**WHAT TO DO**
Turn the material from the line with "One dot per instance of the man's" through the end of the material into a two-column CSV with the header label_text,points. Each row pairs one piece of wording (label_text) with the answer that follows it (points), each in a single quoted field with line breaks replaced by spaces.

**INFORMATION GIVEN**
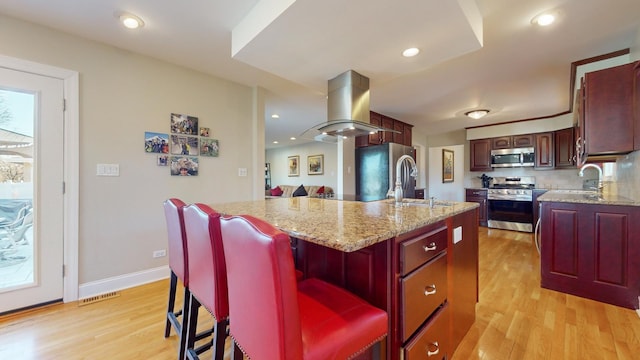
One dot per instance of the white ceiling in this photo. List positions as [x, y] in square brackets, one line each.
[475, 54]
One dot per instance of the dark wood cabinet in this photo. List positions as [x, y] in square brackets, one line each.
[592, 251]
[608, 122]
[536, 204]
[507, 142]
[480, 155]
[544, 151]
[425, 279]
[403, 136]
[564, 149]
[463, 282]
[479, 196]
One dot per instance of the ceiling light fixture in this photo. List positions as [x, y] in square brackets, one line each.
[411, 52]
[477, 114]
[544, 19]
[131, 21]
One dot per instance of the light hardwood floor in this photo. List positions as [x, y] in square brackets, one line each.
[516, 319]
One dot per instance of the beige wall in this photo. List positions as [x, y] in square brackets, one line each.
[122, 95]
[279, 172]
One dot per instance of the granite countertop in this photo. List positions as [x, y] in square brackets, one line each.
[345, 225]
[587, 197]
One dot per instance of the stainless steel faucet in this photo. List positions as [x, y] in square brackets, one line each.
[581, 173]
[414, 172]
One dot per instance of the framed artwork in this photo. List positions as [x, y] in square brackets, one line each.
[184, 145]
[163, 160]
[209, 147]
[156, 142]
[447, 165]
[315, 164]
[293, 165]
[184, 166]
[184, 124]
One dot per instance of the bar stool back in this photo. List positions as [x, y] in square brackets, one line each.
[177, 251]
[207, 277]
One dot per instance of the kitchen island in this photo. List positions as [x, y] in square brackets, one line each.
[590, 246]
[417, 262]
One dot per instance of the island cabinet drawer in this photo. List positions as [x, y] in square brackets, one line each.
[417, 251]
[432, 341]
[421, 293]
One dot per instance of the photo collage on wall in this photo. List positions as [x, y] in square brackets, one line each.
[180, 149]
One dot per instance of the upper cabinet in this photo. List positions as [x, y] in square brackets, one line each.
[403, 136]
[544, 151]
[564, 149]
[507, 142]
[480, 155]
[606, 119]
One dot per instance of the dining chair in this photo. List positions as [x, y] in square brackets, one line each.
[178, 264]
[275, 317]
[207, 278]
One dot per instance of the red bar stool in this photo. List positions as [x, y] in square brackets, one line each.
[207, 278]
[178, 261]
[275, 317]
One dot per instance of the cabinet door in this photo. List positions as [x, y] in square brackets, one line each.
[387, 123]
[608, 111]
[544, 151]
[480, 157]
[407, 134]
[398, 137]
[375, 119]
[503, 142]
[591, 251]
[523, 141]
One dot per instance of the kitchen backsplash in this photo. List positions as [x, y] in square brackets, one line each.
[628, 176]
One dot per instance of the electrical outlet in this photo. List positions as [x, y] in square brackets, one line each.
[159, 253]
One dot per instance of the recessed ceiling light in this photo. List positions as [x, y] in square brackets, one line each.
[131, 21]
[477, 114]
[544, 19]
[411, 52]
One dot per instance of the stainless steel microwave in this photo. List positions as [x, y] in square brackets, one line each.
[516, 157]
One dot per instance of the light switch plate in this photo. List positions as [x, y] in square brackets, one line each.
[108, 170]
[457, 234]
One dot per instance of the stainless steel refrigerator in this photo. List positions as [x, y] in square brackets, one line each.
[375, 171]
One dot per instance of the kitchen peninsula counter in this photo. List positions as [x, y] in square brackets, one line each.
[587, 197]
[345, 225]
[418, 263]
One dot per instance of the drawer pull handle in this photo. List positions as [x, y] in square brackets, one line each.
[430, 290]
[430, 247]
[436, 351]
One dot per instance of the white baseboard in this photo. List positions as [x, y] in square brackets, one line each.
[122, 282]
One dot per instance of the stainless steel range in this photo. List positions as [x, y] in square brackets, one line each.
[510, 203]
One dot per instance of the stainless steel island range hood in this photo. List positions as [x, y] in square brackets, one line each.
[347, 110]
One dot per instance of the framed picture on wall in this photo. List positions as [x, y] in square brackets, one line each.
[447, 165]
[315, 164]
[293, 165]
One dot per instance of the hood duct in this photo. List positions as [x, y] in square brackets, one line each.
[347, 110]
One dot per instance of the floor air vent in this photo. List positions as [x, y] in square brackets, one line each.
[97, 298]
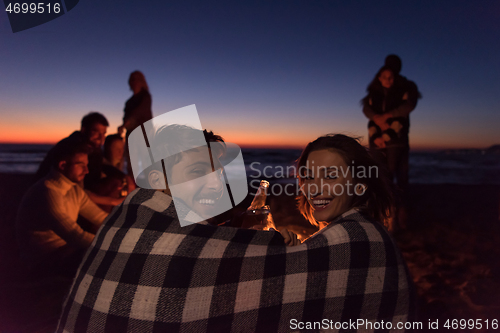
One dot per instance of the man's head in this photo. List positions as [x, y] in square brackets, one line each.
[193, 175]
[114, 147]
[94, 126]
[71, 159]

**COMPLETE OUTPUT**
label_text,points
"One dot per instance of the man's head in this photo. List positions as [x, y] in square brackets, one line each.","[193, 175] [114, 147] [94, 126] [71, 159]"